Saved data entries
+===+

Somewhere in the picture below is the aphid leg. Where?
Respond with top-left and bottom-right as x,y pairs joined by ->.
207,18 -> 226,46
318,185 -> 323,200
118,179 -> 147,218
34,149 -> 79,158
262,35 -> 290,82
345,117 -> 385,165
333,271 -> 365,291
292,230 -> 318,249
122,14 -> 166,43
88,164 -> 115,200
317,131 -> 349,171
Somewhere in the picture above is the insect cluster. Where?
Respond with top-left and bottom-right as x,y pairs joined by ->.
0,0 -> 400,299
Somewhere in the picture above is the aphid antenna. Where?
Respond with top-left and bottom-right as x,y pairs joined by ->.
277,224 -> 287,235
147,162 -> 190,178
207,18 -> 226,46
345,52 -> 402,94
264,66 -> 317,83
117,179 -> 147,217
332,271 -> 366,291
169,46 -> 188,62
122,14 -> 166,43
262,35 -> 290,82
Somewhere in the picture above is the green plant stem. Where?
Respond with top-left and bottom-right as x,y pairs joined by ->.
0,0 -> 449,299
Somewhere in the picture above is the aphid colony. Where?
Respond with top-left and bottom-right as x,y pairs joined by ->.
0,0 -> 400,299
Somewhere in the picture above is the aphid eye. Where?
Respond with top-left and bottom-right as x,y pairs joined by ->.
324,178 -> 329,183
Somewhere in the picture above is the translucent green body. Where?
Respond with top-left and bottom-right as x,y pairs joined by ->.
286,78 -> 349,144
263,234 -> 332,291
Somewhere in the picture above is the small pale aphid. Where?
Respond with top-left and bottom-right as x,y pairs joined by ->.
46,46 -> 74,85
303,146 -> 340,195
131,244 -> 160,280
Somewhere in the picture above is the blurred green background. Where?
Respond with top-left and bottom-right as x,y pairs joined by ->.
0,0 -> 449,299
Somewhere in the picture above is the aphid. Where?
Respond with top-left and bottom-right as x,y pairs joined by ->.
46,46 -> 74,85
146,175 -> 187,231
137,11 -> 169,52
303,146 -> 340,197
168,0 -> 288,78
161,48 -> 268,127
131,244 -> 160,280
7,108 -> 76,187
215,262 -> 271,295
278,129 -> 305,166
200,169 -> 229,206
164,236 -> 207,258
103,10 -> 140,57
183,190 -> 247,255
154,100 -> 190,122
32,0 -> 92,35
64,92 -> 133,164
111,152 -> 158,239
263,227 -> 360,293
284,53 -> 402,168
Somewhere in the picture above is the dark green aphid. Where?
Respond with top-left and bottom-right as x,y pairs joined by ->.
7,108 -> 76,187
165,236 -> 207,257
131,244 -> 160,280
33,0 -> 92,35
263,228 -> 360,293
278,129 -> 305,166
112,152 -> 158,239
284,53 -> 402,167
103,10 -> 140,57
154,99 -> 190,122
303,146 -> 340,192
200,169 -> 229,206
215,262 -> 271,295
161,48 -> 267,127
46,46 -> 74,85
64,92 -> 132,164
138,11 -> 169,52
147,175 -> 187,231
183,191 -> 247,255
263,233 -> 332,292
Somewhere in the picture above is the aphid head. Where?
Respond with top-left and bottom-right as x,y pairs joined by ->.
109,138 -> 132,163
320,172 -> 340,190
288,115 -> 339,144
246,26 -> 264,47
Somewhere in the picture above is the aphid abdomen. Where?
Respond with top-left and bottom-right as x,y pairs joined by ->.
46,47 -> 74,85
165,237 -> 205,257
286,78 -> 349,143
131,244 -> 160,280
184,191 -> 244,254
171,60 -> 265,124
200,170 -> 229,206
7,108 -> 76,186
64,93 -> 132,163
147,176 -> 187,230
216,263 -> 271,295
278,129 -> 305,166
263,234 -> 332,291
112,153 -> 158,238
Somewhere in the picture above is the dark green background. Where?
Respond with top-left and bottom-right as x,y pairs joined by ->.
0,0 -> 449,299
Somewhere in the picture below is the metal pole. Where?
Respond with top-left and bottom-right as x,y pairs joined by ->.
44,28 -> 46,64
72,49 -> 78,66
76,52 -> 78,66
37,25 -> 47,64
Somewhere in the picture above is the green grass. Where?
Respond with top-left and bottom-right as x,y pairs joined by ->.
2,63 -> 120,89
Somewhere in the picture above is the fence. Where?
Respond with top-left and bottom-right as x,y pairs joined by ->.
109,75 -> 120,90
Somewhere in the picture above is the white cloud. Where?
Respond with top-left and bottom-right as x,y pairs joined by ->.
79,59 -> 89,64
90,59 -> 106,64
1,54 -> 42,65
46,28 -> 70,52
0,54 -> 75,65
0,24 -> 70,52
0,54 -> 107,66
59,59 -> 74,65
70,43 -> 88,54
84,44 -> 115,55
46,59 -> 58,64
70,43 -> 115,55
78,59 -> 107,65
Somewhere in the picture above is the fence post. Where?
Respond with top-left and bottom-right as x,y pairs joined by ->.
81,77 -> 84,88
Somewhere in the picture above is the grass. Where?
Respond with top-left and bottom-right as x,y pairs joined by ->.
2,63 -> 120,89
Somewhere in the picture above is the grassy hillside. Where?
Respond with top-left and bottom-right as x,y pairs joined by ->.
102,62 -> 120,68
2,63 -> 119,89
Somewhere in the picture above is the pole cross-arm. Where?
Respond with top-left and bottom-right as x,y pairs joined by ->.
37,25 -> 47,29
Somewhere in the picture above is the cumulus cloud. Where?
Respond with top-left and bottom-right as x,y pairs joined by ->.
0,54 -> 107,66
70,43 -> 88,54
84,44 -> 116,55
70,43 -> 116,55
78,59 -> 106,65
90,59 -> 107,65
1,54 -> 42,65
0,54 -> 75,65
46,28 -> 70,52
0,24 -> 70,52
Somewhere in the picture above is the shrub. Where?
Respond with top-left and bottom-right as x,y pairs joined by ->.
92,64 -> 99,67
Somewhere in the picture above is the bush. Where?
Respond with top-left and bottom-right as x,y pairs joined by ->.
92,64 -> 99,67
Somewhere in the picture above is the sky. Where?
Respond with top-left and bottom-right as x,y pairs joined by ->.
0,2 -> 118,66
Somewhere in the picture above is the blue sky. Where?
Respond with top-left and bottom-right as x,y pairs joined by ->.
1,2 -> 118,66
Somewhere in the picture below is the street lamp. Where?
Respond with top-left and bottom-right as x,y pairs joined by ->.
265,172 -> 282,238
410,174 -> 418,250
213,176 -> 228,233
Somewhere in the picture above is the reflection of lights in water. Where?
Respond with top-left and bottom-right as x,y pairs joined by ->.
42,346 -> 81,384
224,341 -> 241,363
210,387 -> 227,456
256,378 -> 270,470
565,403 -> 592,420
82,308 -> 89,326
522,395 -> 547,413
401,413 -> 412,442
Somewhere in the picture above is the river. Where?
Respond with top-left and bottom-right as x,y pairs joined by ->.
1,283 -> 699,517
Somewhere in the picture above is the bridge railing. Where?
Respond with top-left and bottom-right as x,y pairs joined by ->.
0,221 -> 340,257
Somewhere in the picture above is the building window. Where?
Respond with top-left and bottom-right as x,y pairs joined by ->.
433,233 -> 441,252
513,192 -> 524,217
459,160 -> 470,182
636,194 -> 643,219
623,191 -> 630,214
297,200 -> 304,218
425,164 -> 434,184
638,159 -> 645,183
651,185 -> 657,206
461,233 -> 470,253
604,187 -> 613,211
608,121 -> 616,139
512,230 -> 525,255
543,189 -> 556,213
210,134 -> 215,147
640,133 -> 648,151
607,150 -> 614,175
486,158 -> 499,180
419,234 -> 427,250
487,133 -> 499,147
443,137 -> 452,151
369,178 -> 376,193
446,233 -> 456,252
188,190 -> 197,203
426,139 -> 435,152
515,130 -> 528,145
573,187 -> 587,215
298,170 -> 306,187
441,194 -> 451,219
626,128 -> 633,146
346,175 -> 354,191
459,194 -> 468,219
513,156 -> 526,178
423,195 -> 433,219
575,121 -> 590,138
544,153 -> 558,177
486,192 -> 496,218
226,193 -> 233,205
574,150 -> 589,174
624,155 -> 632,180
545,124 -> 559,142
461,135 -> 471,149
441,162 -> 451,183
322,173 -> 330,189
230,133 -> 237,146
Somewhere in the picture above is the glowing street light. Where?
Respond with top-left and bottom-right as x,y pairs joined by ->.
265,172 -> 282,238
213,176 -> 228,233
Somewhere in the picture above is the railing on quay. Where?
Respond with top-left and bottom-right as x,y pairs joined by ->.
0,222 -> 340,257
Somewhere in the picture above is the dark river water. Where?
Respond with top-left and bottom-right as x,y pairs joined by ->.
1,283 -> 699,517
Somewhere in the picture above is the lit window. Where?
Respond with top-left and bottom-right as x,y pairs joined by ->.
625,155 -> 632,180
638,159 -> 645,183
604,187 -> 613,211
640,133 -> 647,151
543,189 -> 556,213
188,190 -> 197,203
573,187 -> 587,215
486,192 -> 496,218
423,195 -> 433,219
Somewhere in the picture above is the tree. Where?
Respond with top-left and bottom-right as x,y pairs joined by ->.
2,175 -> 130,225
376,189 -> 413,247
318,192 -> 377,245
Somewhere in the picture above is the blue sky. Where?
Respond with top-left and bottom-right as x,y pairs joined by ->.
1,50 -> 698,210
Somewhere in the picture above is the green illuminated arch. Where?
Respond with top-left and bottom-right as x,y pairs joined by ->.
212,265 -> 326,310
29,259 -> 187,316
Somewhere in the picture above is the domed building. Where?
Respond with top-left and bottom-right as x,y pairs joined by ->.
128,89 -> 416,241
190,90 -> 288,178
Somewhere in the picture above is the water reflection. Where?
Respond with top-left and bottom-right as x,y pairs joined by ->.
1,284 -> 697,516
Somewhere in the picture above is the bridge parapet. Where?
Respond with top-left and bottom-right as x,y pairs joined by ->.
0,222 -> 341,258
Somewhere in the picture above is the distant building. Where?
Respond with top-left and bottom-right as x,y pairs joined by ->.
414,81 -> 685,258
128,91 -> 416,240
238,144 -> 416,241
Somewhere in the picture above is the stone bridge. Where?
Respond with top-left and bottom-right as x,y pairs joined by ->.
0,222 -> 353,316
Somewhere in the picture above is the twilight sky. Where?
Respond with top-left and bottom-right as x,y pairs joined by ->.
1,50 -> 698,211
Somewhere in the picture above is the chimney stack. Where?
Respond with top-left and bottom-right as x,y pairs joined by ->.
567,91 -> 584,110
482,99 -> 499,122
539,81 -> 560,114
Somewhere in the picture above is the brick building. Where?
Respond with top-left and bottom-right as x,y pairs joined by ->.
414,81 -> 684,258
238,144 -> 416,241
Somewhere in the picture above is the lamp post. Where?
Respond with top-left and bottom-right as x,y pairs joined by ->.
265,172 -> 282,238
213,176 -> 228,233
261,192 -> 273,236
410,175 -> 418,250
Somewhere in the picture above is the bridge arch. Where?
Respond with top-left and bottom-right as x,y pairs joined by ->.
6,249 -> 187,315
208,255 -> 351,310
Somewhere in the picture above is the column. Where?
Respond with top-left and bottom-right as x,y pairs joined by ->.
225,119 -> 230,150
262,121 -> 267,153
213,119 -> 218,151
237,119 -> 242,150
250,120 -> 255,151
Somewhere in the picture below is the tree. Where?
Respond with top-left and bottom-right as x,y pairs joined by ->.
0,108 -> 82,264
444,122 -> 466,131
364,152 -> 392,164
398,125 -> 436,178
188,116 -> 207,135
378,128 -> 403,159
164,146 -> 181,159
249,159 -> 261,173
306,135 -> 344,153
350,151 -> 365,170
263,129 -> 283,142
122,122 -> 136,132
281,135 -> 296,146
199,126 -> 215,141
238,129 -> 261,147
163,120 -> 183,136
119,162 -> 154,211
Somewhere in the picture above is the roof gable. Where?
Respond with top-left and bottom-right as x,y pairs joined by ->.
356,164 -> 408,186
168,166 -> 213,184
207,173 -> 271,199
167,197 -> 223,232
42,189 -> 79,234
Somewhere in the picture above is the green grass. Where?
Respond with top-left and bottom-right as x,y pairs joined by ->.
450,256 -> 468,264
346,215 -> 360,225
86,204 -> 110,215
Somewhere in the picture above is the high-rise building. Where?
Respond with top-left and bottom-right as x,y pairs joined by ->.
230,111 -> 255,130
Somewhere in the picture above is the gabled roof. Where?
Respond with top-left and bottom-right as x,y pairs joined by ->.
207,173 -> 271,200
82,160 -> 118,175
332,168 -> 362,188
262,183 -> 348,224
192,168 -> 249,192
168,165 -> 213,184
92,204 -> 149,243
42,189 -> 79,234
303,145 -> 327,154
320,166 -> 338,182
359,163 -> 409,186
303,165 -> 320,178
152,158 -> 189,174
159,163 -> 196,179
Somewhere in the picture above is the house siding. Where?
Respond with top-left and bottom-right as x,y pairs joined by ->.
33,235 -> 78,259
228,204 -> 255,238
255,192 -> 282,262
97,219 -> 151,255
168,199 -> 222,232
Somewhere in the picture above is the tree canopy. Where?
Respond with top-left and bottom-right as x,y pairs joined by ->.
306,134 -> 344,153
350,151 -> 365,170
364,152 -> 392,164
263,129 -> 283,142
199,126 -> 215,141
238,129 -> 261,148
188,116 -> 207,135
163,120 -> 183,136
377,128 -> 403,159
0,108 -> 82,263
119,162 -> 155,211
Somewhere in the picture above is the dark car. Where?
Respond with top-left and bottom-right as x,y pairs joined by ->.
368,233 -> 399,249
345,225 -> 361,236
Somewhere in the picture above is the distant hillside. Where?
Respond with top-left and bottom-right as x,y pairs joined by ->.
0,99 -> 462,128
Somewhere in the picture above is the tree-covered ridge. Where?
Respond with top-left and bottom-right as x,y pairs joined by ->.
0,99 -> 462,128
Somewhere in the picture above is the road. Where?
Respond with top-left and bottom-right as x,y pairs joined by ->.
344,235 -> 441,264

+===+

**EXERCISE OBJECTIVE**
Output only the lines from the top of the entries through the one holding "Somewhere in the picture above is the aphid eye.", copied exactly.

**RESPONSE TO THE EXERCISE**
Somewhere in the picture below is the aphid leg. Where?
Respond with top-left and bottom-right as x,y pairs joined by ->.
207,18 -> 226,46
318,185 -> 323,200
118,179 -> 147,218
34,149 -> 79,158
262,35 -> 290,82
345,117 -> 385,165
333,271 -> 365,291
292,230 -> 318,249
122,14 -> 166,43
88,164 -> 115,200
317,131 -> 349,171
Somewhere in the picture above is the insect cluster. Where?
Respond with top-left and bottom-right as x,y pairs joined by ->.
0,0 -> 400,299
Somewhere in the picture above is the aphid antenna. Where?
Respond with top-left and bottom-right as x,y pairs joined by ->.
277,224 -> 287,235
147,162 -> 190,178
207,18 -> 226,46
345,52 -> 402,94
264,66 -> 317,83
117,179 -> 147,217
332,271 -> 366,291
169,46 -> 188,62
122,14 -> 166,43
262,35 -> 290,82
Somewhere in the picture above is the green plant stem. Where?
Respond with top-left and bottom-right as x,y pairs joined by ->.
0,0 -> 449,299
Somewhere in the picture above is the aphid colony. Where?
Respond with top-left and bottom-right as x,y pairs joined by ->.
0,0 -> 400,299
Somewhere in the picture above is the aphid eye. Where?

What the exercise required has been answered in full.